Task goal
Reproduce only the lines from the line containing "One point belongs to every instance of the woman" to the end of the entries below, including both of those lines.

Region pointing data

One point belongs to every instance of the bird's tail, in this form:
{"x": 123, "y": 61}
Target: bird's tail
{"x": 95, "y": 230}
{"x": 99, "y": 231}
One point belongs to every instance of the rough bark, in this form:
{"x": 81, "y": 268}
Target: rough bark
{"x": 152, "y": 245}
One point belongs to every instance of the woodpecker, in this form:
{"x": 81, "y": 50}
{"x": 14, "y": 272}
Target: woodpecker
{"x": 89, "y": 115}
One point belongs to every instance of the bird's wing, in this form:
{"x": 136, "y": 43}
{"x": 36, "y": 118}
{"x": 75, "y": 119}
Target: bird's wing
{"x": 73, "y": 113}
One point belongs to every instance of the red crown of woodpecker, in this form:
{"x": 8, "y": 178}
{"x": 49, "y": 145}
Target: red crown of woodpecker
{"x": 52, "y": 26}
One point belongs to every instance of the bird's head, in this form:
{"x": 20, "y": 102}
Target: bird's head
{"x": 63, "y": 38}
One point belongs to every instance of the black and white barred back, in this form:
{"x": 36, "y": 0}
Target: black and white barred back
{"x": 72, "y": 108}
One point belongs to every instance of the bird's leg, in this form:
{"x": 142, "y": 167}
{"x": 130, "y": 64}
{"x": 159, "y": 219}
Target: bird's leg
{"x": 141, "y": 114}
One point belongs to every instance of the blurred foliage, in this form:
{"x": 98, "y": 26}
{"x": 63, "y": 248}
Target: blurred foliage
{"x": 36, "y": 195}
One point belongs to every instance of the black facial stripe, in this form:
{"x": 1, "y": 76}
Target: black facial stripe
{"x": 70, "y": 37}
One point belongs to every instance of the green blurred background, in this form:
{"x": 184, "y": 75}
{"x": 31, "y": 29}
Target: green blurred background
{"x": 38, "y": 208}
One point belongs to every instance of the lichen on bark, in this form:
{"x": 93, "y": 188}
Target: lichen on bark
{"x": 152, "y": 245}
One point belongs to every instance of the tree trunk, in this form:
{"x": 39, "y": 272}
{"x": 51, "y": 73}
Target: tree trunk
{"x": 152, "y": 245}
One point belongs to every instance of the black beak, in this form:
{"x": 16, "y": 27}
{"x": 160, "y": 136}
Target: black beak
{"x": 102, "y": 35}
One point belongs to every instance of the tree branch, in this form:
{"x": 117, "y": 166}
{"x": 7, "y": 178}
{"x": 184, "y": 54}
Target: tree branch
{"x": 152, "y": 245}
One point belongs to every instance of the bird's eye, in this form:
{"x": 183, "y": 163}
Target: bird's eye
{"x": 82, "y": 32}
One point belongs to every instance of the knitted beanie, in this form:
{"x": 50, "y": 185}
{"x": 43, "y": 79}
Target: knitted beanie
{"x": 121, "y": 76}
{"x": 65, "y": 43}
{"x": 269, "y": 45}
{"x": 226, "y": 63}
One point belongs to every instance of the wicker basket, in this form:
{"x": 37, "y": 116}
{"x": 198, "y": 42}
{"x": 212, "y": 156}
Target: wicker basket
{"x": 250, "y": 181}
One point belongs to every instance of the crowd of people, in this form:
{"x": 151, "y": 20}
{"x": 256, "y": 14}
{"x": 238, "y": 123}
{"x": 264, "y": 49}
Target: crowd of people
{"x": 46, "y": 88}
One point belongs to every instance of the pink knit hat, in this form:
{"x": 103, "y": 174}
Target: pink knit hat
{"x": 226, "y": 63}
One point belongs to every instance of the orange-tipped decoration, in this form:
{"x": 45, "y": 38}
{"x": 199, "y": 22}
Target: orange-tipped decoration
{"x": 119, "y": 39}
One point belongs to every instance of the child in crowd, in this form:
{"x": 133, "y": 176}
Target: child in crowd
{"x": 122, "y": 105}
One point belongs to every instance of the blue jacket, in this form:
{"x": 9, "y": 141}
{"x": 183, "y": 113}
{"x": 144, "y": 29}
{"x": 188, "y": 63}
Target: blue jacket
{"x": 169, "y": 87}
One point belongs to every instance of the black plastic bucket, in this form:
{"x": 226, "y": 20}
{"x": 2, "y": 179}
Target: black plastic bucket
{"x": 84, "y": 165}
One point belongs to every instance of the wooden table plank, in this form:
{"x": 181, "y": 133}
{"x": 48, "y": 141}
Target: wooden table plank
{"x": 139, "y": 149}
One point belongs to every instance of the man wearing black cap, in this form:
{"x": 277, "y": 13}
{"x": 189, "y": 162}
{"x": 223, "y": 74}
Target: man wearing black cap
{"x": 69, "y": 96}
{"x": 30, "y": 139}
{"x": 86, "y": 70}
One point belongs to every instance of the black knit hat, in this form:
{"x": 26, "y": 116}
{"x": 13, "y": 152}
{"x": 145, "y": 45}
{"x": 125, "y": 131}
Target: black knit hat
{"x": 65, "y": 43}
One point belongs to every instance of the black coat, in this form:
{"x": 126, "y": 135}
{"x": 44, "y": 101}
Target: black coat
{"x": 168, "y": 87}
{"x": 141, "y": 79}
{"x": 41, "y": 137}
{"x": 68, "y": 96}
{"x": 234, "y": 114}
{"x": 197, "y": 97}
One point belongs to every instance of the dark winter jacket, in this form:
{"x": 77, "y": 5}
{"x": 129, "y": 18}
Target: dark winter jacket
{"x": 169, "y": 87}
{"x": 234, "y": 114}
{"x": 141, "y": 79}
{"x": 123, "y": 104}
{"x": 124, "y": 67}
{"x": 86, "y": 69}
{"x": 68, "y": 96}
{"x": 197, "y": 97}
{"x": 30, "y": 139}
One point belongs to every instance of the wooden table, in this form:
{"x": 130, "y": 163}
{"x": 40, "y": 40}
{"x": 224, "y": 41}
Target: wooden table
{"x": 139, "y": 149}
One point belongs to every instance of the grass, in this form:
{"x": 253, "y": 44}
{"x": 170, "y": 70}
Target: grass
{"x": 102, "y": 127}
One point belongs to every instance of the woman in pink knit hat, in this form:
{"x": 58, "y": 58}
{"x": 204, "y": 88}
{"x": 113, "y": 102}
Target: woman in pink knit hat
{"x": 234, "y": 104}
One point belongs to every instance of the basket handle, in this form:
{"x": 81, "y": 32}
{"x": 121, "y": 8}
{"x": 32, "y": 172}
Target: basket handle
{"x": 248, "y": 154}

Result for this task
One point belongs to every instance of the woman in pink knit hat, in this form:
{"x": 58, "y": 58}
{"x": 204, "y": 88}
{"x": 113, "y": 102}
Target: woman in pink knit hat
{"x": 234, "y": 104}
One point belongs to every instance of the basket handle, in this form:
{"x": 81, "y": 32}
{"x": 121, "y": 8}
{"x": 32, "y": 172}
Target: basket handle
{"x": 248, "y": 154}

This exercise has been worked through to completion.